(Items from a point labeling set)
################

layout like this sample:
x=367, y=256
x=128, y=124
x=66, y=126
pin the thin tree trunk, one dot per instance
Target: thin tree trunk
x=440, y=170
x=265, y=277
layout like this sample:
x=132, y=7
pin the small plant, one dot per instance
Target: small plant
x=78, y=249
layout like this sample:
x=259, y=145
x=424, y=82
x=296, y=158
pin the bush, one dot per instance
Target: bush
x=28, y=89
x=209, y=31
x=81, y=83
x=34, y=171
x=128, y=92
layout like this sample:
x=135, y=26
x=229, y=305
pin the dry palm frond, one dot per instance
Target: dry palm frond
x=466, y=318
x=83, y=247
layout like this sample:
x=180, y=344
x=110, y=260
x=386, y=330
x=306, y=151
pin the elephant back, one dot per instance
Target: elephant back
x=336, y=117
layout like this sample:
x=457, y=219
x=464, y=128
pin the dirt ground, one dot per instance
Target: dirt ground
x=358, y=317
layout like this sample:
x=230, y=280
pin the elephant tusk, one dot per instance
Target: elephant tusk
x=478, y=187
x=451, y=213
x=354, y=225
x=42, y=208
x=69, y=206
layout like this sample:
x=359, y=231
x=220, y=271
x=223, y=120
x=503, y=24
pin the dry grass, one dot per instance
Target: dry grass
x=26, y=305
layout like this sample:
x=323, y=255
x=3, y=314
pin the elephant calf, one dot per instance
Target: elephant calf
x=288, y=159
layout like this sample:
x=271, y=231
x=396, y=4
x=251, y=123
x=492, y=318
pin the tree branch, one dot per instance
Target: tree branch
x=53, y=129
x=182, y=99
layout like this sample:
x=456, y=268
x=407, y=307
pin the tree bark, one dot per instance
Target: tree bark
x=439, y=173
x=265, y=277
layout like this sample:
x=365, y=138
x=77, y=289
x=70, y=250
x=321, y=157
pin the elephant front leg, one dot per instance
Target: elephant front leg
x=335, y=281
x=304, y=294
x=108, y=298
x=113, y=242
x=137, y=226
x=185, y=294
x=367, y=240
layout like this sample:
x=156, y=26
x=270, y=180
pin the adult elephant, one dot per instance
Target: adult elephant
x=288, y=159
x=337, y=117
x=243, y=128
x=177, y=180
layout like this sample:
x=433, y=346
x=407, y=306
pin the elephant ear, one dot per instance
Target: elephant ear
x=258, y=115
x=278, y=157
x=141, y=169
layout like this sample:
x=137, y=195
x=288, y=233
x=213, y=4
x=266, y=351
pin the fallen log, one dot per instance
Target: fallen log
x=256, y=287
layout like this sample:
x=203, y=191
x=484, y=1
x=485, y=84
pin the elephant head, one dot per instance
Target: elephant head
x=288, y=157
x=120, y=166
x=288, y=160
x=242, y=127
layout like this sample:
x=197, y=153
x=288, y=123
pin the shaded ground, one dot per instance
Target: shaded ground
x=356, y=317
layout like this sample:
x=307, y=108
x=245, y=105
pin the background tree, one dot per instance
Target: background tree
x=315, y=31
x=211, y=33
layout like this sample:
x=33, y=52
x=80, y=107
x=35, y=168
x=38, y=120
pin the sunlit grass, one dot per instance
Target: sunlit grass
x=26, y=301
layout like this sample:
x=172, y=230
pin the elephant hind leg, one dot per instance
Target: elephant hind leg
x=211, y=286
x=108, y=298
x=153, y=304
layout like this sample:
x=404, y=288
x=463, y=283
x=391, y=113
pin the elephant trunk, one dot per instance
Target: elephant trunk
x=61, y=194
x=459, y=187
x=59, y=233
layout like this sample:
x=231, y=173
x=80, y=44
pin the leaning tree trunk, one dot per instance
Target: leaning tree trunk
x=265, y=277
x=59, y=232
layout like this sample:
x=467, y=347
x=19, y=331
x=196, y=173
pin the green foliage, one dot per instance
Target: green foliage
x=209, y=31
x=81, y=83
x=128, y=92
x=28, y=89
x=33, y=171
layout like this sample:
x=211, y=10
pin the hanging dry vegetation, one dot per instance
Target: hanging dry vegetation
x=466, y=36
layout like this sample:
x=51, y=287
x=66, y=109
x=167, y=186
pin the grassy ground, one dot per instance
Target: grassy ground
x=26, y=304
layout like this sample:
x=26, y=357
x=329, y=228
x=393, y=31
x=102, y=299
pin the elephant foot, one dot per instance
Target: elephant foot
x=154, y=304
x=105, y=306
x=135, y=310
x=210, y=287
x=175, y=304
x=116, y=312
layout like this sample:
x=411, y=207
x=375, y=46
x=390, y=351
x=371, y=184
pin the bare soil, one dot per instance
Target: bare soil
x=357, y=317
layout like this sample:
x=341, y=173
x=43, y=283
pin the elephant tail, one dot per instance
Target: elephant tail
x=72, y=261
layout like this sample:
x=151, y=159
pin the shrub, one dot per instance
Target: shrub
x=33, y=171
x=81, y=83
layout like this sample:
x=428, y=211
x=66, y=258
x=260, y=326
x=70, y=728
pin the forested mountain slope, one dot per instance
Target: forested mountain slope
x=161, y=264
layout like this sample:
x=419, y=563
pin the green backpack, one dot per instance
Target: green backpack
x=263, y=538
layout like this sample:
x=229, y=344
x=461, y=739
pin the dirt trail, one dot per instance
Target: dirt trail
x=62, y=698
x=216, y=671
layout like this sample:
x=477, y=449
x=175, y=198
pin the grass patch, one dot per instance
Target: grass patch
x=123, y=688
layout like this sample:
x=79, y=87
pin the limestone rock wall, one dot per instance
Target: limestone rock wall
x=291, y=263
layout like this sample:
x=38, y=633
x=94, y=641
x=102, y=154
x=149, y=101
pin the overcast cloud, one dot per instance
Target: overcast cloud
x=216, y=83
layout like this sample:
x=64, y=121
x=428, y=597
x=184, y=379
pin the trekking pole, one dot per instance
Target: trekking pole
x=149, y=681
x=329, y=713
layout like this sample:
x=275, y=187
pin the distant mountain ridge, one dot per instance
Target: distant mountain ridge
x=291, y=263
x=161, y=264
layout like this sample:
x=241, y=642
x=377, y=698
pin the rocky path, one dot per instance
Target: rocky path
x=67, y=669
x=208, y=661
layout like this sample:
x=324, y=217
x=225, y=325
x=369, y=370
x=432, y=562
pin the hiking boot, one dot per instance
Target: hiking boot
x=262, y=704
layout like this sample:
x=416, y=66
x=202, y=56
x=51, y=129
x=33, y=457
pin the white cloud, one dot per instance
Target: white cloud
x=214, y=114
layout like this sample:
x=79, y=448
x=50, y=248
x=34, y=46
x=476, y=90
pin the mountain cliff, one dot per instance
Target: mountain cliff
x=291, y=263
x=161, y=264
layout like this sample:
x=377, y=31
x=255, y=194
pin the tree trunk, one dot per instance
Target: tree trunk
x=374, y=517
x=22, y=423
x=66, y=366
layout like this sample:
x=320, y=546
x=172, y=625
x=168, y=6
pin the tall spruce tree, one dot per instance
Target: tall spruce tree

################

### AIM OF THE TASK
Report every line of the items above that contains the word "thin", copying each such line in full.

### CORRECT RESPONSE
pin the thin tree trunk, one dot per instance
Target: thin tree trunk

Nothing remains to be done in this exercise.